▸ **Stated task**
Reproduce the following lines exactly as they appear.
*** Records provided
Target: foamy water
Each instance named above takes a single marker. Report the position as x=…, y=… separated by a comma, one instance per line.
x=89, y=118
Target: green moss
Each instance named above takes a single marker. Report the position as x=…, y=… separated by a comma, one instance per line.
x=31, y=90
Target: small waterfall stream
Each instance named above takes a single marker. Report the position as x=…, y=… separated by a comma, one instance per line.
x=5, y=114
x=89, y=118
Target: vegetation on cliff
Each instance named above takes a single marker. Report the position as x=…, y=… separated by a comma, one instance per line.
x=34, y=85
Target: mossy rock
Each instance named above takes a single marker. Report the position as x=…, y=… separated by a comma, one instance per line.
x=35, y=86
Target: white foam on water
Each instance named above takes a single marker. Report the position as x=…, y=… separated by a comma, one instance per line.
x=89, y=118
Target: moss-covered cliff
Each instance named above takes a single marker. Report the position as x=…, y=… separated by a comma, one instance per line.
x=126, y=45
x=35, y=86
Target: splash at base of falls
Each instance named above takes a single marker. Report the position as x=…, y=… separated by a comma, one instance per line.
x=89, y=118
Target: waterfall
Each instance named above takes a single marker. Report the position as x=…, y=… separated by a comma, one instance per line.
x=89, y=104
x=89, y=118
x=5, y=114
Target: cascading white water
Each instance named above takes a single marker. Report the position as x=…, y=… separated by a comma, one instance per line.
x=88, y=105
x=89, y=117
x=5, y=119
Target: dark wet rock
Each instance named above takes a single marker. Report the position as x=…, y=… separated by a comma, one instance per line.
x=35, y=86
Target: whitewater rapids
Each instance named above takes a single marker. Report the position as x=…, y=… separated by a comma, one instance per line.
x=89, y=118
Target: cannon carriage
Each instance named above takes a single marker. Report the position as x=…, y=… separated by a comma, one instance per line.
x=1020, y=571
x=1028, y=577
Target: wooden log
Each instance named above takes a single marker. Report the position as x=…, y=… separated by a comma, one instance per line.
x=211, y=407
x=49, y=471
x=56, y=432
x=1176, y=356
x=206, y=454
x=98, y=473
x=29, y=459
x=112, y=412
******
▸ **Exercise answer**
Target: foamy water
Each instance named above takes a single marker. Report the position as x=…, y=… separated by a comma, one instance per line.
x=89, y=118
Target: green moss
Each instance named above takes a single marker. Report the position as x=…, y=… separated by a comma, one instance per line.
x=31, y=90
Target: small waterfall stream
Each instance named above takes a single marker. Report the position as x=…, y=… separated by a comma, one instance per line.
x=5, y=114
x=89, y=118
Target: vegetation on cliff
Each instance named above takes a single marker. Report the position as x=…, y=… separated by a comma, one instance per line.
x=34, y=85
Target: mossy rock
Each instance named above takes a single marker. Report the position as x=…, y=… separated by a comma, one instance per line.
x=35, y=86
Target: white foam on water
Each instance named above takes a single marker. Report the position as x=…, y=… separated by a comma, one instance per line.
x=89, y=118
Target: moss-covered cliff
Each instance named above takes a single marker. Report the position as x=…, y=… separated by a comma, one instance per line.
x=126, y=45
x=35, y=86
Target: splash at base of falls
Each instance named above takes a single marker. Report the position as x=…, y=… separated by a comma, one instance per line.
x=89, y=118
Target: waterfall
Each instance named above takes a single marker. Report the position as x=…, y=… separated by a comma, one instance per line.
x=89, y=104
x=89, y=118
x=5, y=114
Target: cascading white water
Each instance named above takes a single marker. Report the position as x=…, y=… separated by a comma, one instance per line.
x=88, y=105
x=89, y=117
x=5, y=119
Target: dark wet rock
Each instance named above takes a single marker. Report the position as x=…, y=… separated by a comma, one instance per line.
x=35, y=86
Target: whitewater rapids
Each instance named above takes a single marker. Report the position as x=…, y=… separated by a comma, one instance per line.
x=89, y=118
Target: cannon carriage
Each instance named above takes a single marker. Report the position as x=…, y=… separated by a comma, one instance per line.
x=1020, y=571
x=1028, y=577
Target: wooden log
Each instance named above takes a single marker. Report the position as x=…, y=… separated by a comma, one instance per line.
x=211, y=407
x=49, y=471
x=56, y=432
x=1176, y=356
x=206, y=454
x=98, y=473
x=29, y=459
x=112, y=412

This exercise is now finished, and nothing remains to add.